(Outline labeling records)
>>>

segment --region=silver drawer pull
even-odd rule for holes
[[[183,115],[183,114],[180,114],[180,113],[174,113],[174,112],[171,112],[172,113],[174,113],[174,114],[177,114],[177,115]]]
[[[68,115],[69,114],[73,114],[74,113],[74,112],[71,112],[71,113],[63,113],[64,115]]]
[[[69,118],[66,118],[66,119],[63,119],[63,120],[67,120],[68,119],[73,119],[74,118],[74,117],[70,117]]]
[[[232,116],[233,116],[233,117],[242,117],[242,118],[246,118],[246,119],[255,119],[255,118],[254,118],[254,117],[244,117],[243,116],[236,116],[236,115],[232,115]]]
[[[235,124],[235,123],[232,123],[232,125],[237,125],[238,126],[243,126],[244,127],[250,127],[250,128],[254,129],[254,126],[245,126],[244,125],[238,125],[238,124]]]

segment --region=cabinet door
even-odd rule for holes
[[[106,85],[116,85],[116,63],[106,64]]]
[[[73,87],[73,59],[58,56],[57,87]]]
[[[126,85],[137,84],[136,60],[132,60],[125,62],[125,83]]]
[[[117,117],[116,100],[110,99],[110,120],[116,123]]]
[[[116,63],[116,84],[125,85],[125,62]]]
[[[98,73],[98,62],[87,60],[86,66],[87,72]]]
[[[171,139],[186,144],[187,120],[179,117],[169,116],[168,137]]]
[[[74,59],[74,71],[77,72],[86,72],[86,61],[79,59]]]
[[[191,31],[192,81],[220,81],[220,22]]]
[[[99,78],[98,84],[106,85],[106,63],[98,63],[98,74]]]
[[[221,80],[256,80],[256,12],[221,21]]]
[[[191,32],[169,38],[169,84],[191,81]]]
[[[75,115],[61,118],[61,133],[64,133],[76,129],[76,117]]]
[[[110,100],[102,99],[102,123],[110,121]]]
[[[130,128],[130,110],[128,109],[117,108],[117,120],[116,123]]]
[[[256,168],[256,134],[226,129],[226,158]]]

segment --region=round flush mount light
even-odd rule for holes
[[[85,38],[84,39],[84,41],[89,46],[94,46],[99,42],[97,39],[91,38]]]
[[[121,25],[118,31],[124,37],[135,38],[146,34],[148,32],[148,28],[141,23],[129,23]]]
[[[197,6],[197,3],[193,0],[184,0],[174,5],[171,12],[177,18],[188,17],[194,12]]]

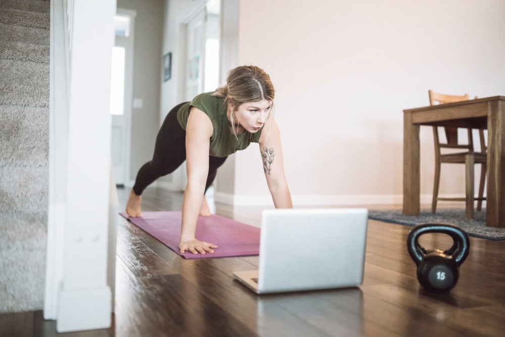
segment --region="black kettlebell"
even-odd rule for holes
[[[445,251],[426,250],[419,245],[419,236],[426,233],[443,233],[452,238],[452,246]],[[456,285],[458,267],[468,255],[470,242],[462,229],[447,224],[424,223],[412,228],[407,237],[407,249],[417,265],[417,279],[431,292],[448,292]]]

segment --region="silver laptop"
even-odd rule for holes
[[[368,216],[361,208],[263,211],[259,270],[233,277],[258,294],[359,286]]]

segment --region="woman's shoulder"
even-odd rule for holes
[[[197,108],[210,116],[220,115],[224,106],[222,98],[213,96],[214,91],[204,92],[195,96],[190,105]]]
[[[191,101],[191,104],[193,103],[197,102],[222,102],[223,98],[221,97],[217,97],[216,96],[213,95],[215,91],[209,91],[207,92],[202,92],[201,93],[199,93],[194,97],[193,100]]]

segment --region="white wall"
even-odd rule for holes
[[[200,3],[168,2],[164,52],[175,52],[175,77],[162,84],[163,117],[178,103],[178,23]],[[505,94],[503,0],[239,3],[236,64],[271,75],[295,205],[401,203],[403,109],[428,105],[430,88]],[[432,190],[432,137],[422,128],[425,202]],[[227,166],[226,175],[234,186],[220,189],[218,175],[216,200],[271,203],[258,147],[230,161],[235,173]],[[451,176],[443,178],[440,193],[463,194],[463,169],[444,168]]]
[[[274,82],[295,204],[401,203],[402,110],[428,105],[430,88],[505,93],[502,0],[242,0],[240,13],[238,63]],[[433,136],[422,128],[426,201]],[[268,194],[254,148],[235,158],[243,202]],[[453,171],[442,168],[441,194],[463,193]]]

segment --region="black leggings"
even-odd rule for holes
[[[137,173],[133,191],[142,194],[145,187],[160,177],[171,173],[186,160],[186,131],[177,121],[177,111],[181,103],[172,109],[158,132],[153,159],[144,164]],[[217,173],[218,168],[227,157],[209,156],[209,173],[205,185],[207,191]]]

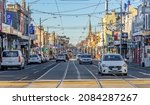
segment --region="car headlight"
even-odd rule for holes
[[[108,66],[107,66],[107,65],[105,65],[105,64],[102,64],[102,66],[103,66],[103,67],[108,67]]]
[[[123,67],[127,67],[127,64],[124,64]]]

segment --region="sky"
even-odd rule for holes
[[[8,3],[21,0],[7,0]],[[93,32],[100,30],[100,20],[105,11],[105,0],[25,0],[32,10],[34,24],[42,25],[50,33],[55,31],[58,35],[70,37],[72,44],[77,44],[88,34],[89,16],[91,15]],[[109,10],[119,11],[120,0],[108,0]],[[128,0],[123,0],[123,4]],[[140,0],[131,0],[135,7]],[[93,13],[93,14],[91,14]],[[44,21],[45,20],[45,21]]]

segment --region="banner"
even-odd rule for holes
[[[12,26],[13,13],[6,13],[6,24]]]
[[[0,12],[0,32],[2,32],[2,12]]]
[[[33,26],[33,24],[31,24],[29,26],[29,34],[34,34],[34,26]]]

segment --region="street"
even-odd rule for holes
[[[97,62],[76,60],[27,65],[0,71],[1,88],[150,88],[150,69],[129,65],[128,76],[98,74]]]

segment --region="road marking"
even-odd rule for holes
[[[54,64],[54,63],[53,63]],[[51,64],[51,65],[53,65],[53,64]],[[51,66],[50,65],[50,66]],[[36,65],[37,66],[37,65]],[[36,72],[39,72],[39,71],[36,71]],[[36,74],[36,72],[34,72],[34,74]],[[26,76],[27,77],[27,76]],[[24,77],[25,79],[26,79],[26,77]],[[18,81],[22,81],[22,80],[24,80],[24,78],[21,78],[20,80],[18,80]],[[27,77],[28,78],[28,77]]]
[[[65,70],[65,73],[64,73],[64,76],[63,76],[62,80],[59,82],[59,84],[56,86],[56,88],[58,88],[62,84],[62,82],[65,80],[67,72],[68,72],[68,69],[69,69],[69,64],[70,64],[70,61],[67,64],[67,68]]]
[[[95,78],[95,80],[96,80],[97,84],[100,86],[100,88],[103,88],[99,79],[86,66],[84,66],[84,68]]]
[[[39,71],[35,71],[34,74],[38,73]]]
[[[133,75],[131,75],[131,74],[128,74],[128,76],[133,77],[133,78],[135,78],[135,79],[140,79],[140,78],[138,78],[138,77],[136,77],[136,76],[133,76]]]
[[[28,76],[25,76],[22,79],[20,79],[19,81],[22,81],[22,80],[27,79],[27,78],[28,78]]]
[[[94,67],[96,67],[96,68],[98,67],[98,66],[96,66],[96,65],[92,65],[92,66],[94,66]]]
[[[34,67],[37,67],[37,66],[39,66],[39,65],[34,65],[34,66],[26,67],[25,70],[31,69],[31,68],[34,68]]]
[[[43,78],[46,74],[48,74],[50,71],[52,71],[54,68],[58,67],[59,65],[60,65],[60,63],[57,64],[56,66],[54,66],[53,68],[49,69],[46,73],[44,73],[42,76],[40,76],[38,79],[36,79],[36,81],[38,81],[38,80],[40,80],[41,78]]]
[[[75,65],[74,61],[73,61],[73,64],[74,64],[74,66],[75,66],[75,68],[76,68],[76,70],[77,70],[78,80],[79,80],[79,79],[81,79],[79,69],[78,69],[78,67]]]
[[[2,74],[2,73],[6,73],[6,72],[8,72],[8,71],[1,71],[1,72],[0,72],[0,74]]]
[[[140,74],[143,74],[143,75],[147,75],[147,76],[150,76],[150,74],[148,73],[143,73],[143,72],[139,72]]]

<<<

* **JOB**: Count the lines above that contain the string "black", and reply with the number only.

* **TASK OUTPUT**: 2